▶ Görev Tanımı 1:
Zekât hakkındaki metinde "Zekât malın şükrüdür, demiştik." ifadesinden "olarak kabul edilecektir." ifadesine kadar (her ikisi de dahil) olan bölümü, "Allah katında" yerine "Allah indinde" koyarak değiştirip yeniden yazınız.

▶ Kaynak Metin:
Zekât malın şükrüdür, demiştik. Buna göre meselâ; kırkta birlik nisap ile düşen zekâtını veren kişi, kırkta bir şükretmiş olacaktır ve bu veriş de Allah katında malının şükrü için yeterli olarak kabul edilecektir.

 

Elbette, daim şükür içinde olan için, malının hepsi nisap miktarı düşünülmeksizin, zekâttır. Nitekim böyle söyleyenler, böyle hissedenler ve böyle verenler olmuştur. Bu kişiler Allah yolunda canlarını feda etmişler, dünya hayatını hiçe saymışlar, dünya nimetlerinin hiç birinin beklentisine kapılmamışlardır. Böyle hissederek, böyle yaşayan için malın ne kıymeti olabilir ki? Bu kişiler, kendi varlıklarını bile göremez, bilemez olmuşlar; ortada kendileri kalmayınca, sahip oldukları mallarının nasıl sahibi olabilirler? Hem kendilerinin, hem kendilerine aitmiş gibi görünen her şeyin tek sahibini görmekle, malı asıl sahibine kolayca bırakmışlardır. Lâkin bu durum, kolay elde edilecek bir şey değildir. Varlıksızlık, ancak tevhid deryasının uçsuz bucaksızlığında kaybolmakla; yani Hak’da yok olmakla elde edilebilir. Ebubekir Sıdık(r.a.), bu konuda  en güzel örnektir.

Bedenin şükrü için verilen fıtır sadakası, vaciptir. Yani verilmesi, farza yakın bir önem taşır. Ama farz değildir. Bununla birlikte, mutlaka verilmesi icap eder. Farz olmamasının sebebine gelince; beden ile diğer insanlara bir şekilde hizmet verilerek, şükrü eda edilmiş olur. Meselâ; insan bir yaşlının paketini taşıyıp, hayır duasını alsa, bundan mutluluk duyar. Bedeni ile hizmet vermiş olur. İnsana bedeni ile hizmet etmek, malı ile hizmet etmekten daha kolay gelir. Zira böyle bir hizmetten sonra hemen sonucuna ulaşır. Dua alır, teşekkür alır. Ama meselâ; zekâtın karşılığını ancak, ahirette görecektir. Kısaca bu konu da ahiret imanı ile ilgilidir.

▶ Satırlar:
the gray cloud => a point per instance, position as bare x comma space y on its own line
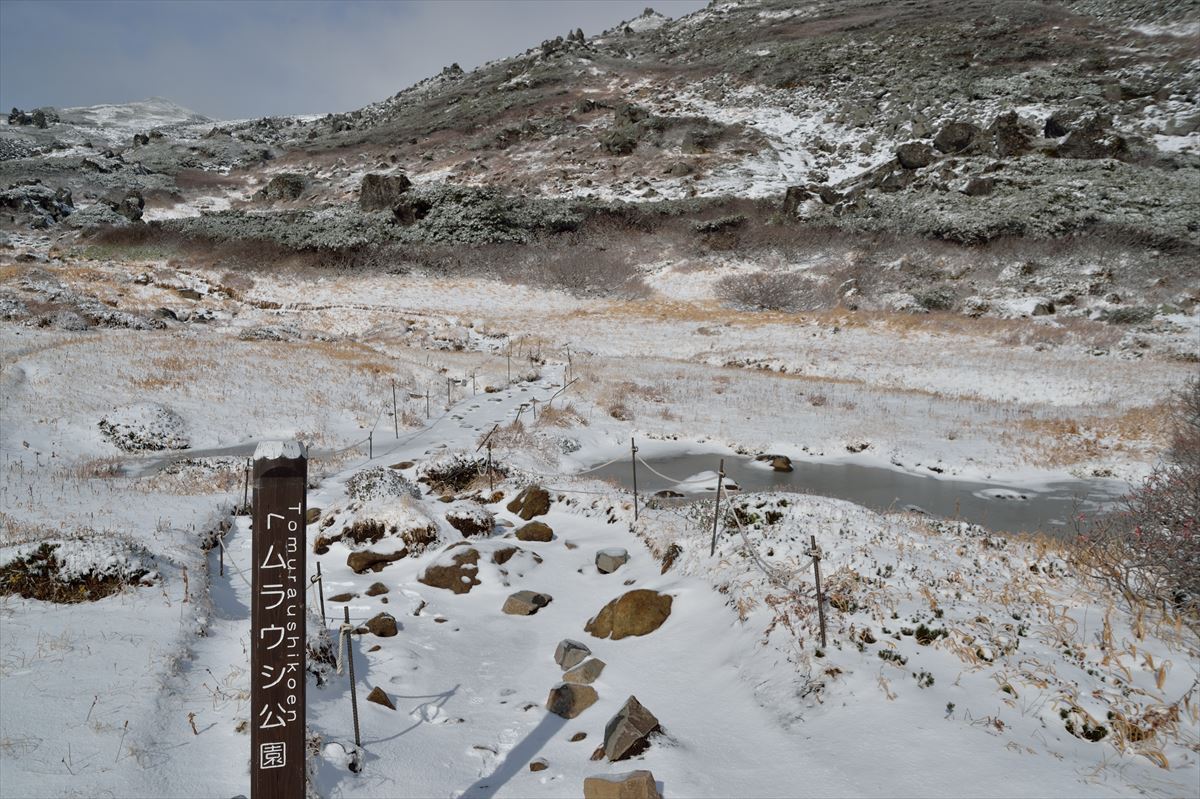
251, 59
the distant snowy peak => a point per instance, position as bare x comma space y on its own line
141, 115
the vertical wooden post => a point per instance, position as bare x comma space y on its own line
354, 691
816, 574
277, 622
321, 593
395, 414
717, 510
245, 493
633, 462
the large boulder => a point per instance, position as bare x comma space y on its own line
535, 532
630, 785
915, 155
570, 653
471, 520
144, 426
383, 192
526, 602
532, 502
366, 560
955, 137
460, 575
1093, 138
569, 700
586, 673
383, 625
1009, 137
285, 186
127, 203
635, 613
628, 733
610, 560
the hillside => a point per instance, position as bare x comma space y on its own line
604, 347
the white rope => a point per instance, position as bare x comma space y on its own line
234, 563
619, 457
681, 482
343, 631
772, 575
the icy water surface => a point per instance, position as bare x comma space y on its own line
1045, 508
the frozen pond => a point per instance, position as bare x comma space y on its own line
997, 506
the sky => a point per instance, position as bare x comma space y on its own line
232, 60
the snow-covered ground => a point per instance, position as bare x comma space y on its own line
144, 692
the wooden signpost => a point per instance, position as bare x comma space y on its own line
277, 623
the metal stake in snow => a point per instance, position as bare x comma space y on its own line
633, 462
816, 574
717, 510
277, 623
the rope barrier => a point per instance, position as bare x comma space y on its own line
681, 482
772, 575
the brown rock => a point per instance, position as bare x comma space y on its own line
916, 155
535, 532
631, 785
568, 700
635, 613
383, 625
361, 562
570, 653
379, 697
459, 576
586, 673
526, 602
628, 733
532, 502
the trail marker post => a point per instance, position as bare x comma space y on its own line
277, 622
717, 509
816, 575
633, 462
395, 415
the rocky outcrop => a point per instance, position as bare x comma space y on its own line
586, 673
916, 155
383, 192
383, 625
366, 560
610, 560
459, 576
570, 653
285, 186
630, 785
526, 602
955, 137
628, 733
531, 502
635, 613
535, 532
569, 700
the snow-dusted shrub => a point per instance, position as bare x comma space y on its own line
144, 426
1151, 548
456, 472
762, 290
73, 571
379, 482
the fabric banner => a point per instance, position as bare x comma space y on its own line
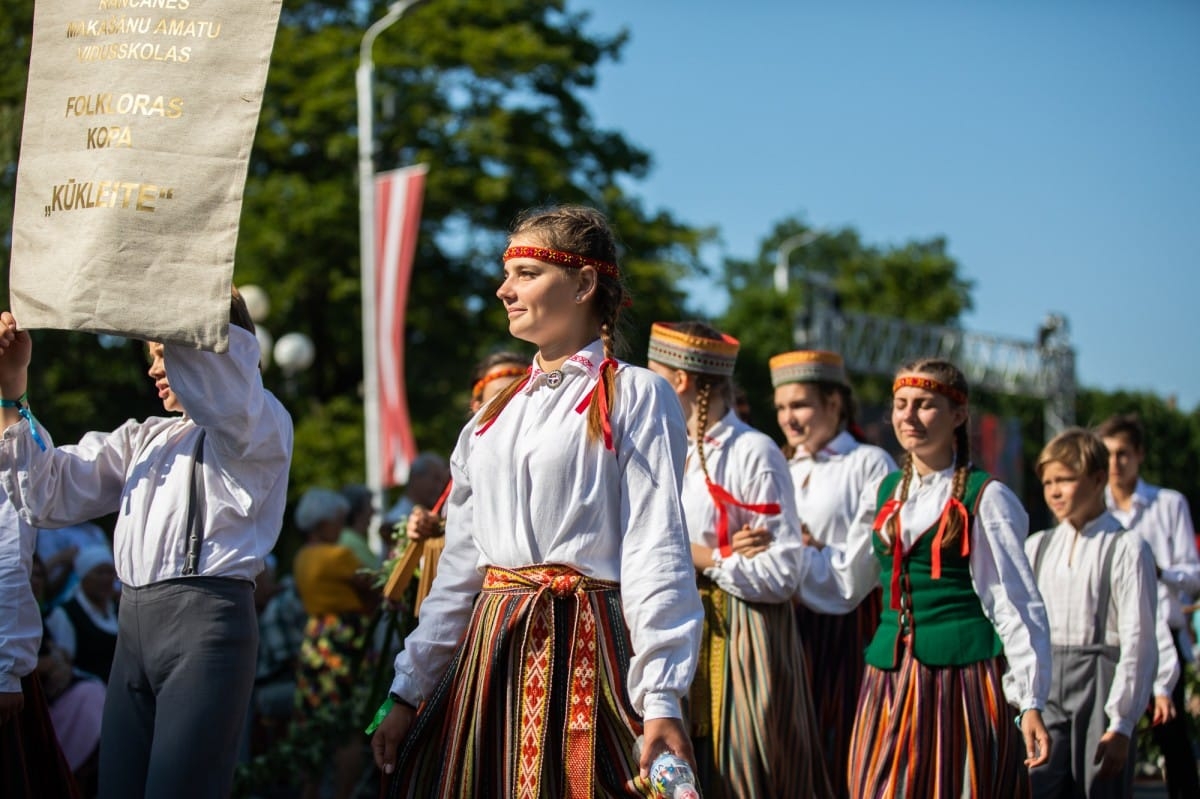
399, 194
139, 119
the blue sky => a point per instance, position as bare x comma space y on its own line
1055, 144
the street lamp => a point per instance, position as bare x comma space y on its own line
293, 353
364, 85
783, 266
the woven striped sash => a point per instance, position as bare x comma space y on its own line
544, 583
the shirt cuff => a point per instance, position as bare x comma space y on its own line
1123, 726
659, 704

▶ Görev Tanımı 2:
Yukarıdaki satırlarda "the street lamp" ifadesini içeren satırdan son satıra kadar (her ikisi de dahil) olan bölümü, yalnızca bu kısmı kapsayan iki sütunlu bir CSV'ye dönüştürünüz. Her istem için bir CSV satırı oluşturunuz; "istem" sütununa metnini, "hedef" sütununa cevabını, her birini tırnak içinde tek bir alan olarak ve satır sonlarını boşluğa çevirerek yazınız.

▶ Yazılı Cevap 1:
Zekât malın şükrüdür, demiştik. Buna göre meselâ; kırkta birlik nisap ile düşen zekâtını veren kişi, kırkta bir şükretmiş olacaktır ve bu veriş de Allah indinde malının şükrü için yeterli olarak kabul edilecektir.

▶ Yazılı Cevap 2:
istem,hedef
"the street lamp => a point per instance, position as bare x comma space y on its own line","293, 353 364, 85 783, 266"
"the woven striped sash => a point per instance, position as bare x comma space y on its own line","544, 583"
"the shirt cuff => a point per instance, position as bare x comma space y on its own line","1123, 726 659, 704"